• Exercise instructions
[a] On the Sequence Embedding page, what pooling method does Liatir apply to model outputs?
[b] Reproduce the Sequence Embedding page word for word, from "- Max tokens." down to "- Provenance.".

Appearance
Sequence Embedding
Sequence Embedding turns DNA, RNA, or protein sequences into numeric vectors.
Use it for
- comparing sequences by model representation;
- creating embedding tables for later analysis;
- testing local sequence models before building a larger pipeline;
- feeding embeddings into downstream custom tools.
Inputs
- FASTA/FA/FNA/FAA/TXT file, or an inline sequence.
- Molecule type: DNA, RNA, or protein.
- Max tokens.
- Compatible installed AI Model.
If both a file and inline sequence are provided, Liatir uses the file.
Compatible models
Outputs
- Embeddings CSV.
- JSON summary.
- Sequence count.
- Embedding dimension.
- Mean sequence length.
- Provenance.
How to read the result
Do not try to interpret every embedding value manually. An embedding is a vector that becomes useful when compared, clustered, visualized, or passed to another tool.
Check:
- sequence count matches what you expected;
- embedding dimension is stable for a model;
- max tokens did not truncate important sequence context;
- molecule type matches the model.
Technical details
Tool ID: ai-sequence-embedding
Liatir pools model outputs with attention-mask mean pooling and writes a per-sequence embedding table. The output is a representation, not a final biological label.

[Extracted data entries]
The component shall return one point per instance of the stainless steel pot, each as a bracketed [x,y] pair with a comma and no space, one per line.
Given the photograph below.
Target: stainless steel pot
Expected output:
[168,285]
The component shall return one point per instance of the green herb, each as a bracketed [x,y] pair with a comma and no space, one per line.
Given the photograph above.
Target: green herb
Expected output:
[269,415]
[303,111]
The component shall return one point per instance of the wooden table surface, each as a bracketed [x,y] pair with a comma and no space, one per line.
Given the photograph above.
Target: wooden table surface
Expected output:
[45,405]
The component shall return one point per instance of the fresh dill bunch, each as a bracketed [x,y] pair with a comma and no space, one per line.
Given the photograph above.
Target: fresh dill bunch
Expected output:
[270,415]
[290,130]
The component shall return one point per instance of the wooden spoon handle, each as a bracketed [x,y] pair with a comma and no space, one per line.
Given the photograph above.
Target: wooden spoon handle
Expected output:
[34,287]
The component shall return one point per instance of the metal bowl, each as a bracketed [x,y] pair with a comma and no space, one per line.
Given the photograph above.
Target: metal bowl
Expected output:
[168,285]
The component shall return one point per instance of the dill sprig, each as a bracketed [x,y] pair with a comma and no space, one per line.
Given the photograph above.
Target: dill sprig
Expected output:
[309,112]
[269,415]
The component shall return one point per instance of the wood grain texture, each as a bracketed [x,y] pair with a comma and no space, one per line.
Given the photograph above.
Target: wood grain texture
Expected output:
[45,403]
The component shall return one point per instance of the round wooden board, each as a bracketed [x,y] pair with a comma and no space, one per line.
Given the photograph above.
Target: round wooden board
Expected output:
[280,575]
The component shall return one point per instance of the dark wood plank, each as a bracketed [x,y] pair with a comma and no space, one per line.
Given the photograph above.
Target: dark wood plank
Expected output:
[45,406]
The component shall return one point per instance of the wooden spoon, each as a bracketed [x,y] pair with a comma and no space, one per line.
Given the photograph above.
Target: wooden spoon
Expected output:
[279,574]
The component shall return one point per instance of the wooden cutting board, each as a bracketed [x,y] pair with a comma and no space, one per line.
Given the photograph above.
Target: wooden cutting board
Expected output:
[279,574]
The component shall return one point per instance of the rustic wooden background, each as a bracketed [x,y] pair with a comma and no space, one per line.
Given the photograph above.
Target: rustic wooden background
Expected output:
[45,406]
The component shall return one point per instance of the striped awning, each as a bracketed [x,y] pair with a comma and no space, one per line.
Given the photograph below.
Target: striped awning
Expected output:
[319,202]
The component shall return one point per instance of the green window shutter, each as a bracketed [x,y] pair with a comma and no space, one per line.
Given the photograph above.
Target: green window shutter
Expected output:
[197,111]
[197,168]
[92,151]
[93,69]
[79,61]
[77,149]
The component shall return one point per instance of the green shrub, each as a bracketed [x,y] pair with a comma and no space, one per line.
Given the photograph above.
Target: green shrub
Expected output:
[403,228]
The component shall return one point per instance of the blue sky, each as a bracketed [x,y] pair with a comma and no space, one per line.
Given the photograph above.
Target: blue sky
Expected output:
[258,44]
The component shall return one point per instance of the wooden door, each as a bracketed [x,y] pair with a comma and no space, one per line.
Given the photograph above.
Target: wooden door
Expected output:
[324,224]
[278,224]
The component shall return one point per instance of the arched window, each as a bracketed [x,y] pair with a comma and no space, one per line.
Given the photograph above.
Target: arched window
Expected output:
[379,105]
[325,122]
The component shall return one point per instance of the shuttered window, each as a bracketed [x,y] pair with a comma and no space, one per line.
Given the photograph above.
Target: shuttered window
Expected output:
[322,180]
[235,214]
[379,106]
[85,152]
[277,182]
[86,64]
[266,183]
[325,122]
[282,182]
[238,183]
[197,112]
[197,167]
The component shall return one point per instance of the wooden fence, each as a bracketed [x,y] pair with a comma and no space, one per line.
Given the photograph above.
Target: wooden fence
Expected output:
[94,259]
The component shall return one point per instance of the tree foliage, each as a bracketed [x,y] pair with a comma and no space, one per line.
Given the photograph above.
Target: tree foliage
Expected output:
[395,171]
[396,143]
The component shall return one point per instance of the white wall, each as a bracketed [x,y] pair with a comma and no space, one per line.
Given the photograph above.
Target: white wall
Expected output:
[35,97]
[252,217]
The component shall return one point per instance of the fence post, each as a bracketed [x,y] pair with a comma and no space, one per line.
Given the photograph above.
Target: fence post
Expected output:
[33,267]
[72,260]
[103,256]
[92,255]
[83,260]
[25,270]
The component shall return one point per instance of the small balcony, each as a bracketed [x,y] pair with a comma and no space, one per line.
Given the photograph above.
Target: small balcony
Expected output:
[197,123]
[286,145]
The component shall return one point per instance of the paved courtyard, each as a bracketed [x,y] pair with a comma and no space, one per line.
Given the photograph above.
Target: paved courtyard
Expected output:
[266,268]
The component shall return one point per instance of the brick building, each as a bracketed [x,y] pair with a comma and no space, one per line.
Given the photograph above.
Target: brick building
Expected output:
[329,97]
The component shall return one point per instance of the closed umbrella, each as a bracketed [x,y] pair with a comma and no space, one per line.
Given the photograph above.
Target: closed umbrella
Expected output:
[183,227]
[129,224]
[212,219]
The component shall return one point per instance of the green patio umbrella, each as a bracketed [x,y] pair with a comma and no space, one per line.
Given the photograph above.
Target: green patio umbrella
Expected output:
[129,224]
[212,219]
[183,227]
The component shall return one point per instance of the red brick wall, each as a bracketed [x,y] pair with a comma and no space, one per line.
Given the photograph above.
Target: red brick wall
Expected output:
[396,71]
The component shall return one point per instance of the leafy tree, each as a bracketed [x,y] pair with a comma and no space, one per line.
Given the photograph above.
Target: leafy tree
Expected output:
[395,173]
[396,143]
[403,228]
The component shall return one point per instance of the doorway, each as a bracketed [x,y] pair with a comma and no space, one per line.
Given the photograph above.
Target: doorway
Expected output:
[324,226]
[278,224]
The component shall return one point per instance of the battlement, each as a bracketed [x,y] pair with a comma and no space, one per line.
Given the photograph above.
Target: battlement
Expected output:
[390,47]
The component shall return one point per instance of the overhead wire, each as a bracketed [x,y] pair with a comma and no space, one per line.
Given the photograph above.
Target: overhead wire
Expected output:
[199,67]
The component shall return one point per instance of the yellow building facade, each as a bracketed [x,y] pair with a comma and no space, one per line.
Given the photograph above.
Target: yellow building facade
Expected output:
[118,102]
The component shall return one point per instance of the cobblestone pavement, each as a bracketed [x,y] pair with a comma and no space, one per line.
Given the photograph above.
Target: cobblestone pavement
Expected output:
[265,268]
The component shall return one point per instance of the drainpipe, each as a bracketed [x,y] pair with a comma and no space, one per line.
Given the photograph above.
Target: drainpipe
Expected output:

• Results in order
[a] Attention-mask mean pooling.

[b]
- Max tokens.
- Compatible installed AI Model.
If both a file and inline sequence are provided, Liatir uses the file.
Compatible models
Outputs
- Embeddings CSV.
- JSON summary.
- Sequence count.
- Embedding dimension.
- Mean sequence length.
- Provenance.